> [WHAT NEEDS TO BE DONE] In your copy of the data below, reproduce every entry exactly and omit the pictures.

-- LISTED ENTRIES follows --

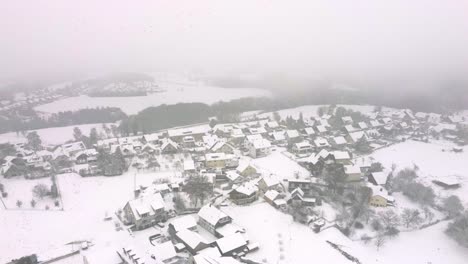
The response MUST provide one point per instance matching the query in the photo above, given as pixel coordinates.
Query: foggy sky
(351, 38)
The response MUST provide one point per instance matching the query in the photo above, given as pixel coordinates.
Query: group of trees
(90, 140)
(68, 118)
(418, 192)
(199, 188)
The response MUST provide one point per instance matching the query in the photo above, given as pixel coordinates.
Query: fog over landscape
(230, 132)
(343, 40)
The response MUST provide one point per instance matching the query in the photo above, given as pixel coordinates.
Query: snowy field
(185, 92)
(279, 236)
(85, 206)
(279, 165)
(52, 136)
(435, 161)
(309, 111)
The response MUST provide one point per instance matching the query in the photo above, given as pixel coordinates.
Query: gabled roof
(341, 155)
(211, 214)
(292, 133)
(380, 177)
(184, 222)
(230, 243)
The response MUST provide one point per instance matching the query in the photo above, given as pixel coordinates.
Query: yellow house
(380, 197)
(215, 160)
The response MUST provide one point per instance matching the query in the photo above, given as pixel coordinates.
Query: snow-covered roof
(350, 128)
(380, 177)
(302, 145)
(211, 214)
(184, 222)
(188, 131)
(341, 155)
(292, 133)
(232, 242)
(271, 195)
(352, 169)
(261, 144)
(215, 156)
(321, 128)
(164, 251)
(247, 189)
(362, 125)
(270, 181)
(146, 204)
(189, 164)
(356, 136)
(340, 140)
(321, 142)
(272, 124)
(278, 136)
(192, 239)
(309, 131)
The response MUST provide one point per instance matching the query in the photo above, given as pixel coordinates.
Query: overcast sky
(367, 38)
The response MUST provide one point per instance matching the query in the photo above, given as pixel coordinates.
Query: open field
(186, 93)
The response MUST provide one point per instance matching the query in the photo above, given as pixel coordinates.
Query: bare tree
(40, 191)
(380, 240)
(453, 205)
(411, 217)
(389, 218)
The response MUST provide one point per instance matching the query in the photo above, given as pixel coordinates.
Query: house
(293, 136)
(272, 125)
(342, 157)
(196, 133)
(182, 223)
(304, 184)
(448, 182)
(193, 241)
(189, 166)
(85, 156)
(302, 147)
(347, 120)
(362, 125)
(278, 138)
(380, 197)
(356, 136)
(12, 170)
(165, 252)
(338, 141)
(268, 183)
(210, 218)
(321, 143)
(260, 148)
(321, 129)
(145, 211)
(223, 147)
(244, 194)
(309, 131)
(215, 160)
(270, 196)
(353, 173)
(297, 198)
(230, 245)
(378, 178)
(168, 146)
(188, 141)
(246, 169)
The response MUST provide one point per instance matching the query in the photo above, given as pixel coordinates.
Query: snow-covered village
(233, 132)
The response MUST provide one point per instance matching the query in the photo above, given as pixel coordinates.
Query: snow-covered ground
(309, 111)
(434, 160)
(279, 165)
(85, 206)
(176, 92)
(52, 136)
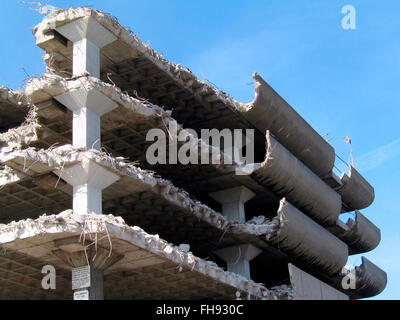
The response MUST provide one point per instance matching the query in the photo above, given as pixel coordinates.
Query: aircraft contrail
(378, 156)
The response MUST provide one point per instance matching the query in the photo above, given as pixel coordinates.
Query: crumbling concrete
(82, 45)
(37, 238)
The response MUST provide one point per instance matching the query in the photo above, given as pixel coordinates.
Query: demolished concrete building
(77, 194)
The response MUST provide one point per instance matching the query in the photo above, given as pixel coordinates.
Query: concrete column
(88, 37)
(87, 106)
(238, 258)
(233, 201)
(88, 263)
(88, 180)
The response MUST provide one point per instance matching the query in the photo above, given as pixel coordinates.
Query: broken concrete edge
(57, 158)
(291, 240)
(115, 227)
(370, 280)
(307, 287)
(51, 85)
(26, 130)
(356, 192)
(362, 236)
(14, 97)
(290, 178)
(61, 157)
(9, 175)
(24, 135)
(178, 73)
(269, 111)
(187, 79)
(181, 75)
(303, 238)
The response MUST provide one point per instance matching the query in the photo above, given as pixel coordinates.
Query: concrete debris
(272, 230)
(302, 237)
(270, 112)
(355, 191)
(362, 235)
(85, 50)
(290, 178)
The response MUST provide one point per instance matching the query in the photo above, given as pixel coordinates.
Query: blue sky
(343, 82)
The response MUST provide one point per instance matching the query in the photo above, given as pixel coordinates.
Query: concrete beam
(238, 258)
(88, 37)
(87, 107)
(232, 201)
(88, 264)
(88, 180)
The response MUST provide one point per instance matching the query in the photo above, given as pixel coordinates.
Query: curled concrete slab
(192, 100)
(288, 177)
(356, 192)
(325, 254)
(307, 287)
(269, 111)
(14, 108)
(370, 280)
(38, 238)
(300, 236)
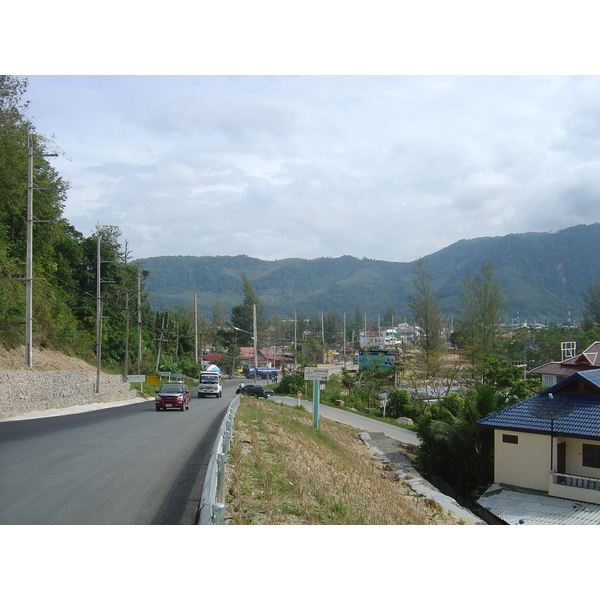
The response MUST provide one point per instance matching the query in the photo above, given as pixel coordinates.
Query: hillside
(543, 275)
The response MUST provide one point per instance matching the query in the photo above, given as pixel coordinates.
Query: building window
(590, 455)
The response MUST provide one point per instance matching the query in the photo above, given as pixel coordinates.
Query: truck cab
(209, 382)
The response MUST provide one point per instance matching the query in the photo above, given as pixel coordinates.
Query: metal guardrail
(212, 503)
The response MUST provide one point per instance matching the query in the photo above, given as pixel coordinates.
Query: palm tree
(455, 447)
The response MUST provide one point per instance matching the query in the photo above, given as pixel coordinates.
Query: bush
(290, 384)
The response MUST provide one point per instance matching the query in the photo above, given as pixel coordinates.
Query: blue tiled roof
(584, 421)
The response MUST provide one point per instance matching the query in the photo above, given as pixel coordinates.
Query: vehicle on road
(262, 372)
(172, 395)
(257, 391)
(209, 382)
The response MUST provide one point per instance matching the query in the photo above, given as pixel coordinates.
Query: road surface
(122, 465)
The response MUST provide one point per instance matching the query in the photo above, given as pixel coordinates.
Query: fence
(212, 503)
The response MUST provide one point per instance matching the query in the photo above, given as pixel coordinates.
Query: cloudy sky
(390, 167)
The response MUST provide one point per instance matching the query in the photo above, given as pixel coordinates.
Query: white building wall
(525, 464)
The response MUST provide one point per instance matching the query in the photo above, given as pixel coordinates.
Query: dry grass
(281, 470)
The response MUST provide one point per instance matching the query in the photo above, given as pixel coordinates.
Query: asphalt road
(123, 465)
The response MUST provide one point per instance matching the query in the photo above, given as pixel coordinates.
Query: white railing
(577, 481)
(212, 504)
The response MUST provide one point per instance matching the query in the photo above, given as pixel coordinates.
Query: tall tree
(591, 306)
(481, 312)
(428, 317)
(242, 315)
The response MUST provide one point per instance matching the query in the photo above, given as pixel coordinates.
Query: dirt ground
(43, 360)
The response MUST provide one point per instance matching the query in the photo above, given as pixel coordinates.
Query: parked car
(257, 391)
(173, 395)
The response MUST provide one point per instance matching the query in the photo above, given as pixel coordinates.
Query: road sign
(316, 374)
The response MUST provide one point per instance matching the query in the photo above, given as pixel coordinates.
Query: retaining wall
(26, 391)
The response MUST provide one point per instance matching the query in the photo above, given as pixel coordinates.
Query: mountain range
(543, 278)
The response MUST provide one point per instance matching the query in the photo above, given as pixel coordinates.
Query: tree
(242, 315)
(481, 312)
(428, 317)
(591, 306)
(454, 446)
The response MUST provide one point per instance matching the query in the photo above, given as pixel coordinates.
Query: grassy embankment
(281, 470)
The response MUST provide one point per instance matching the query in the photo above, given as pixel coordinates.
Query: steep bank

-- LISTED ENTRIES concluded --

> [ANSWER TO THIS TASK]
The response MUST provide one point per instance matching the query in the photo above, given as pixel coordinates.
Query: foggy sky
(351, 38)
The response MUST provide one point per instance matching the query in the photo above, given as pixel coordinates.
Query: group of trees
(90, 140)
(68, 118)
(418, 192)
(199, 188)
The response MUST provide one point per instance matching the query in the photo above, given as pixel coordinates.
Query: fog over landscape
(230, 132)
(343, 40)
The response MUST provide one point per instance matching the query in the photo above, given as pixel coordinates.
Query: snowy field
(185, 92)
(279, 236)
(85, 206)
(279, 165)
(52, 136)
(435, 161)
(309, 111)
The response MUST provide one point per instance matching the query in the photo above, given as pixel coordinates.
Query: gabled roof
(341, 155)
(211, 214)
(292, 133)
(380, 177)
(184, 222)
(230, 243)
The response MUST provide one point per instance matching the query in the photo above, given as pixel coordinates.
Query: yellow house
(380, 197)
(215, 160)
The response MUST provide one point per instance matching the query in the photo above, given as pixel coordinates.
Query: snow-covered roof
(350, 128)
(380, 177)
(302, 145)
(211, 214)
(184, 222)
(188, 131)
(341, 155)
(292, 133)
(232, 242)
(271, 195)
(352, 169)
(261, 144)
(215, 156)
(321, 128)
(164, 251)
(247, 189)
(362, 125)
(270, 181)
(146, 204)
(189, 164)
(356, 136)
(340, 140)
(321, 142)
(272, 124)
(278, 136)
(192, 239)
(309, 131)
The response MUST provide one point per instance matching the query in the photo above, given as pixel coordinates.
Query: overcast sky
(367, 38)
The response MUST provide one point per instance matching the query in the photo above, given as pixel coordinates.
Query: open field
(186, 93)
The response MUST provide one point per instance matching the query in the photo above, given as pixel coordinates.
Query: bare tree
(40, 191)
(380, 240)
(453, 205)
(411, 217)
(389, 218)
The response MUST provide one point per instance matching the query in the photo above, given as pixel coordinates.
Query: house
(293, 136)
(272, 125)
(342, 157)
(196, 133)
(182, 223)
(304, 184)
(448, 182)
(193, 241)
(189, 166)
(85, 156)
(302, 147)
(347, 120)
(362, 125)
(278, 138)
(380, 197)
(356, 136)
(12, 170)
(165, 252)
(338, 141)
(268, 183)
(210, 218)
(321, 143)
(260, 148)
(321, 129)
(145, 211)
(223, 147)
(244, 194)
(309, 131)
(215, 160)
(270, 196)
(353, 173)
(297, 198)
(230, 245)
(378, 178)
(168, 146)
(188, 141)
(246, 169)
The response MUST provide one point per instance matching the query in the photo above, given as pixel coordinates.
Query: snow-covered village
(233, 132)
The response MUST provide one point per instance matching the query in the photo above, given as pixel coordinates.
Query: snow-covered ground
(309, 111)
(434, 160)
(279, 165)
(85, 206)
(176, 92)
(52, 136)
The response MUST provide one point per instance matching the query in the photo above, given as pixel coordinates.
Query: aircraft contrail
(378, 156)
The response MUST provide one point per instance matching the query in the photo above, given as pixel coordinates.
Query: crumbling concrete
(82, 45)
(37, 238)
The response MUST provide one point per instance matching the query in the photo above, given as pixel coordinates.
Query: demolished concrete building
(77, 194)
The response MUST provide one point per instance matching the query in the photo above, given as pixel coordinates.
Query: concrete column
(88, 37)
(87, 106)
(238, 258)
(233, 201)
(88, 263)
(88, 180)
The response MUST provide one point per instance matching the query in the photo above, given as pixel coordinates.
Query: broken concrete edge
(57, 158)
(291, 240)
(115, 227)
(370, 280)
(307, 287)
(51, 85)
(26, 130)
(356, 192)
(362, 236)
(14, 97)
(290, 178)
(61, 157)
(9, 175)
(24, 135)
(178, 73)
(269, 111)
(187, 79)
(181, 75)
(303, 238)
The response MUST provide one point per instance matching the query in the photo above, given as pixel coordinates.
Query: concrete debris
(272, 230)
(302, 237)
(270, 112)
(355, 191)
(362, 235)
(85, 50)
(290, 178)
The response MUST provide one point per instance matching the query in the photo above, given as pixel coordinates.
Query: blue sky
(343, 82)
The response MUST provide one point per instance matching the query in the photo above, given as pixel coordinates.
Query: concrete beam
(238, 258)
(88, 37)
(87, 107)
(232, 201)
(88, 264)
(88, 180)
The response MUST provide one point per instance matching the query in the photo above, given as pixel coordinates.
Query: curled concrete slab
(192, 100)
(288, 177)
(356, 192)
(325, 254)
(307, 287)
(269, 111)
(14, 108)
(370, 280)
(38, 238)
(300, 236)
The response MUST provide one point per instance matching the query in the photo above, given as pixel coordinates.
Query: hillside
(543, 275)
The response MUST provide one point per instance matching the query in the photo above, given as pixel coordinates.
Query: building window
(590, 455)
The response MUST provide one point per instance matching the query in the photo above, given as pixel coordinates.
Query: truck cab
(209, 382)
The response MUST provide one point per instance matching the query in the photo above, given as pixel coordinates.
Query: metal guardrail
(212, 503)
The response MUST provide one point per instance matching the query in the photo above, given as pixel coordinates.
Query: palm tree
(455, 447)
The response MUST provide one point per instance matching the query in the photo above, given as pixel coordinates.
Query: bush
(290, 384)
The response MUST provide one point per instance matching the query in the photo above, given as pixel coordinates.
Query: blue tiled roof
(584, 421)
The response MUST provide one point per instance matching the query in the photo above, given as pixel coordinates.
Query: vehicle on road
(262, 372)
(172, 395)
(257, 391)
(209, 382)
The response MUST provide one point per instance matching the query in the photo above, given as pixel coordinates.
Query: road surface
(122, 465)
The response MUST provide one point per instance matching the query in the photo above, given as pixel coordinates.
Query: fence
(212, 503)
The response MUST provide one point per instance matching the query in the photo above, given as pixel coordinates.
Query: cloudy sky
(390, 167)
The response MUST provide one point per instance matching the query in the photo above, given as pixel coordinates.
Query: white building wall
(525, 464)
The response MUST provide one point per instance matching the query in the photo above, given as pixel coordinates.
Query: dry grass
(281, 470)
The response MUST provide one point per instance matching the query in the photo above, given as pixel coordinates.
Query: asphalt road
(123, 465)
The response MUST provide one point per instance matching the query in the photo above, given as pixel coordinates.
Query: white railing
(577, 481)
(212, 504)
The response MUST provide one point per instance matching the query in the photo above, given as pixel coordinates.
Query: tall tree
(591, 306)
(481, 312)
(428, 317)
(242, 315)
The response MUST provide one point per instance matching the query in the photo above, given as pixel coordinates.
Query: dirt ground
(43, 360)
The response MUST provide one point per instance matching the query in the photo above, given as pixel coordinates.
Query: parked car
(257, 391)
(173, 395)
The response MUST provide one point per instance matching the query in the photo above, given as pixel coordinates.
Query: road sign
(316, 374)
The response MUST provide one point per instance matching the query in the photo above, given as pixel coordinates.
Query: retaining wall
(26, 391)
The response MUST provide one point per instance matching the query in the photo above, given as pixel coordinates.
Query: mountain range
(543, 278)
The response MUST provide one point per instance matching the query in the photo above, given as pixel coordinates.
Query: tree
(242, 315)
(481, 312)
(428, 317)
(591, 306)
(454, 446)
The response MUST provide one point per instance matching the query in the photo above, given as pixel coordinates.
Query: grassy embankment
(281, 470)
The response MUST provide one point per instance matching the query in the photo above, given as pixel coordinates.
Query: steep bank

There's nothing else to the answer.